Object location annotation data:
** START **
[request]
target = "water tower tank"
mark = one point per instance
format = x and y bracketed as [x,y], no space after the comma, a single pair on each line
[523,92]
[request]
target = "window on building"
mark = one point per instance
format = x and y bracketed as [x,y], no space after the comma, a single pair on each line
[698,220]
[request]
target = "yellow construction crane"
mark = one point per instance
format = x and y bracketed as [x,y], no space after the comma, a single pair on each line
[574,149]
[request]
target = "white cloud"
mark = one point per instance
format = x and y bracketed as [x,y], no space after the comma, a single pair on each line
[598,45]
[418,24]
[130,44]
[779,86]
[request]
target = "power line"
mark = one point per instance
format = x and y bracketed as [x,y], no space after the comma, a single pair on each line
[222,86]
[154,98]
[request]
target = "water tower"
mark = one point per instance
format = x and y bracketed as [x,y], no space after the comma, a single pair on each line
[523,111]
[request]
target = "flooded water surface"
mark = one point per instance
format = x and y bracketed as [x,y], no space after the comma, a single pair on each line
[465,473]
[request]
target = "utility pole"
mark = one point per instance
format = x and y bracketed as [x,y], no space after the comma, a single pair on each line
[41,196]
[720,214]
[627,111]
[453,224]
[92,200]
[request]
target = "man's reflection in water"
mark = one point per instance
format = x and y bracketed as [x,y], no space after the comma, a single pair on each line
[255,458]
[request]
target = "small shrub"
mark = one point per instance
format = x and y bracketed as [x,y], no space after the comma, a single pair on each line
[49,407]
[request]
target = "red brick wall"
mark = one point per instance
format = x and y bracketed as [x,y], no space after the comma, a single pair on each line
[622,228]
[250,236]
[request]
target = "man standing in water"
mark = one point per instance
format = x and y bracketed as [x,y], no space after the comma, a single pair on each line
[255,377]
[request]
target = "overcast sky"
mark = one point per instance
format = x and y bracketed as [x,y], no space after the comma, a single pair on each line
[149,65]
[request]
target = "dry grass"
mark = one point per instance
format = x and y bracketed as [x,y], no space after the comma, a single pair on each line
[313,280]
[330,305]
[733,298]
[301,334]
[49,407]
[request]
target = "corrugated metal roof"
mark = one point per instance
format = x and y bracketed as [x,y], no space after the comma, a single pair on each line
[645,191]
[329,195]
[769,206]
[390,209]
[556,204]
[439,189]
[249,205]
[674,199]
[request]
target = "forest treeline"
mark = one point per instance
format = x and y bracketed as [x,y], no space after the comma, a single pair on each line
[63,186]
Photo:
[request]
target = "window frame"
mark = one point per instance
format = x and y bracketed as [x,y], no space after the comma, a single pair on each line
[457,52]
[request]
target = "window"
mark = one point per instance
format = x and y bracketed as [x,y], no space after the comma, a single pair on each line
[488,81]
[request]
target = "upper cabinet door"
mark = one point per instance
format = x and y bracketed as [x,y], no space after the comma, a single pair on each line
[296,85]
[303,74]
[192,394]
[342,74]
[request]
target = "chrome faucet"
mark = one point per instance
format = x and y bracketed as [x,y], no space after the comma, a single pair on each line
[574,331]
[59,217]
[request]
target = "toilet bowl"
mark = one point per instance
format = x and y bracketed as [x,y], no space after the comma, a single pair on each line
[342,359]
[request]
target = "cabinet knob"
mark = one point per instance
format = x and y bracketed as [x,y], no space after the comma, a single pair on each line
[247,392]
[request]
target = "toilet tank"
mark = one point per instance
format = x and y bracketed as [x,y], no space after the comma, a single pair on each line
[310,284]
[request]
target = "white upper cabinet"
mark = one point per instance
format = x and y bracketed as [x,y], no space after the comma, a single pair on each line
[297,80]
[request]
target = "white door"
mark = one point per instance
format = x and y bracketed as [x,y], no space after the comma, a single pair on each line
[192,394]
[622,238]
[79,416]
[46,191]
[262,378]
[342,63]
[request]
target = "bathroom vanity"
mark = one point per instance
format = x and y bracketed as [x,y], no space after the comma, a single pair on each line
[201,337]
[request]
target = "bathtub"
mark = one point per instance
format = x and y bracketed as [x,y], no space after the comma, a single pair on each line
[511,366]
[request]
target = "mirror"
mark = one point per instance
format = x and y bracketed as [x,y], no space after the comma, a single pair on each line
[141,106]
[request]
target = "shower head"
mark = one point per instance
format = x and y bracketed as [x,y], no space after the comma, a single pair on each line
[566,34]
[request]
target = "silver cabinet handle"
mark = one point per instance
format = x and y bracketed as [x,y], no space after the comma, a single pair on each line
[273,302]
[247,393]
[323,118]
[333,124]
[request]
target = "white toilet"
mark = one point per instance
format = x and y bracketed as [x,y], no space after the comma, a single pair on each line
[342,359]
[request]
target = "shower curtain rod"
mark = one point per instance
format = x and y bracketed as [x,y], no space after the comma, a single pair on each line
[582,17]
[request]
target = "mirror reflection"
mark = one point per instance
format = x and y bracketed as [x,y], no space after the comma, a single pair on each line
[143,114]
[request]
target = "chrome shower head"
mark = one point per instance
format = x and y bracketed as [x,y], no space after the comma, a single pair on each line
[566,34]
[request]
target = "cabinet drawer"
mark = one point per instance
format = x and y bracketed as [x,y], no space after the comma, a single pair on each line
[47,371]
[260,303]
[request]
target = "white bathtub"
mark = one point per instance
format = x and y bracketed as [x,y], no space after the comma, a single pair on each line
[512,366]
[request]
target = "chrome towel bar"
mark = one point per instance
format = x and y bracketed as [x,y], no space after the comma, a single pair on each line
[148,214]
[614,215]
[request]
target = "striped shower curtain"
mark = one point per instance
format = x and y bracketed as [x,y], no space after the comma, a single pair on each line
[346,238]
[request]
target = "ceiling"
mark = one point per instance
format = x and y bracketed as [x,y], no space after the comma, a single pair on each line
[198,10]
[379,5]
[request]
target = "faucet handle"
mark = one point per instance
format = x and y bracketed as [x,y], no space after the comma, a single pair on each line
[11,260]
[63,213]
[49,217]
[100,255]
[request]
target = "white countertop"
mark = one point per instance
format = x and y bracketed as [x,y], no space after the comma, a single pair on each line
** END **
Task objective — All of the material must be reproduced exactly.

Exercise response —
[request]
target = "water tower tank"
mark = one point per instance
format = x and y bracketed as [x,y], no space after the comma, a single pair on each line
[523,92]
[request]
target = "window on building"
mark = one point per instance
format = x and y bracketed as [x,y], no space after the comma, a single pair on each line
[698,220]
[request]
target = "yellow construction crane"
mark = one point per instance
format = x and y bracketed as [x,y], no space after the comma, a single pair on each line
[574,149]
[request]
target = "white cloud"
mark = one point per instance
format = x and y bracketed as [x,y], no space after the comma, a single pair on each line
[598,45]
[418,24]
[130,44]
[779,86]
[request]
target = "power line"
mark = one point per instance
format = x and y bracketed as [x,y], no space after the comma, a single pair on each line
[222,86]
[154,98]
[request]
target = "water tower"
mark = one point per instance
format = x and y bracketed as [x,y], no space after the comma, a single pair on each line
[523,111]
[request]
target = "flooded water surface"
mark = one point per instance
format = x and y bracketed as [x,y], no space after the comma, a single pair on each line
[465,473]
[request]
target = "utility pole"
mark = one point per instance
format = x and y bracketed as [x,y], no space after the comma, a single pair on each line
[41,196]
[720,214]
[627,111]
[453,224]
[92,200]
[request]
target = "man's reflection in water"
mark = one point per instance
format = x and y bracketed as [x,y], no space after the comma, a single pair on each line
[255,458]
[request]
target = "small shrub"
mark = one point per instance
format = x and y bracketed as [x,y], no space after the comma, a single pair on each line
[49,407]
[request]
target = "red brick wall"
mark = one point per instance
format = x and y bracketed as [x,y], no space after the comma, a single pair on each line
[622,228]
[250,236]
[request]
target = "man standing in water"
mark = one point per instance
format = x and y bracketed as [x,y], no space after the comma, a single pair on each line
[255,377]
[request]
target = "overcast sky"
mark = one point per instance
format = x and y bracketed as [x,y], no space after the comma, a single pair on each line
[149,65]
[request]
target = "dry grass"
mark = one point per instance
format = x and y bracketed as [x,y], no space after the comma, a single pair on each line
[313,280]
[330,305]
[733,298]
[301,334]
[49,407]
[request]
target = "corrugated metal roof"
mark = one point per instance
format = x and y bracketed as [x,y], no space after the comma, a single pair on each line
[645,191]
[329,195]
[769,206]
[390,209]
[556,204]
[439,189]
[249,205]
[674,199]
[request]
target = "forest treeline"
mark = one point per instance
format = x and y bracketed as [x,y], no space after the comma, a single pair on each line
[63,186]
Photo:
[request]
target = "window frame"
mark = one point per instance
format = x and y bracketed as [x,y], no space after the comma, a single pair on each line
[457,52]
[request]
target = "window"
mark = one point per instance
format = x and y bracketed as [x,y], no space after the comma, a single pair on each line
[488,81]
[request]
target = "upper cabinet door"
mark = one point per instance
format = x and y bracketed as [x,y], no space after the comma, a single pair on each line
[296,85]
[303,74]
[192,394]
[342,74]
[request]
target = "chrome faucet"
mark = one point per instance
format = x and y bracketed as [x,y], no space after the comma, a single pair on each line
[574,331]
[59,217]
[request]
target = "toilet bowl"
mark = one point per instance
format = x and y bracketed as [x,y], no space after the comma, a single pair on each line
[342,359]
[request]
target = "cabinet knob"
mark = one point per instance
format = x and y bracketed as [x,y], no space after the comma, a single pair on each line
[247,392]
[request]
target = "toilet tank"
mark = one point per instance
format = x and y bracketed as [x,y], no space after the comma, a single pair on each line
[310,284]
[request]
target = "white upper cabinet"
mark = one point per instance
format = x and y bracketed as [x,y], no space after the comma, a single pair on each line
[297,80]
[request]
target = "white door"
mark = one point per instance
format = x and y bracketed as [x,y], no space after the comma, a single pair on each line
[192,394]
[622,238]
[79,416]
[46,191]
[262,378]
[342,63]
[request]
target = "bathroom vanity"
mark = one point per instance
format = x and y bracketed as [x,y], no space after the comma, a single pair on each line
[201,337]
[request]
target = "bathtub"
mark = one point per instance
format = x and y bracketed as [x,y], no space after the comma, a single pair on each line
[511,366]
[request]
target = "mirror"
mark = one point per instance
format = x and y bracketed as [x,y], no space after the comma, a single pair on each line
[141,106]
[request]
target = "shower head"
mark = one point per instance
format = x and y bracketed as [x,y], no space after the comma, a single pair on each line
[566,34]
[request]
target = "silver cabinet handle"
mark = one point per instance
format = x and y bracketed as [x,y], no space after the comma, a single pair on each line
[273,302]
[247,393]
[323,118]
[333,124]
[request]
target = "white toilet"
mark = one point per instance
format = x and y bracketed as [x,y], no space after the comma, a single pair on each line
[342,359]
[request]
target = "shower curtain rod"
mark = one point per instance
format = x and y bracketed as [x,y], no space after the comma, a single pair on each line
[582,17]
[request]
target = "mirror reflection"
mark = one point per instance
format = x and y bracketed as [x,y], no space after the comma, a single pair on each line
[143,114]
[request]
target = "chrome shower head"
mark = one point per instance
format = x and y bracketed as [x,y], no space after the comma, a single pair on each line
[566,34]
[request]
target = "cabinet drawer"
mark = one point per instance
format = x and y bracketed as [x,y], no space after the comma, a single pair on each line
[47,371]
[260,303]
[request]
target = "white bathtub"
mark = one point per instance
format = x and y bracketed as [x,y], no space after the comma, a single pair on each line
[512,366]
[request]
target = "chrome towel bar"
mark = one point per instance
format = x and y bracketed as [x,y], no space after the comma, a single pair on each line
[148,214]
[614,215]
[request]
target = "striped shower curtain"
mark = one point per instance
format = x and y bracketed as [x,y], no space after the comma, a single pair on each line
[346,238]
[request]
target = "ceiling"
mark = one point per instance
format = x and y bracketed as [x,y], no space after the comma, a single pair on each line
[198,10]
[379,5]
[request]
target = "faucet handle"
mark = one point per instance
format = x and y bracketed as [x,y], no space after the comma, a single pair on each line
[11,260]
[63,213]
[49,217]
[100,255]
[request]
target = "white countertop"
mark = one point per instance
format = x and y bracketed as [x,y], no space after the comma, a single pair on each line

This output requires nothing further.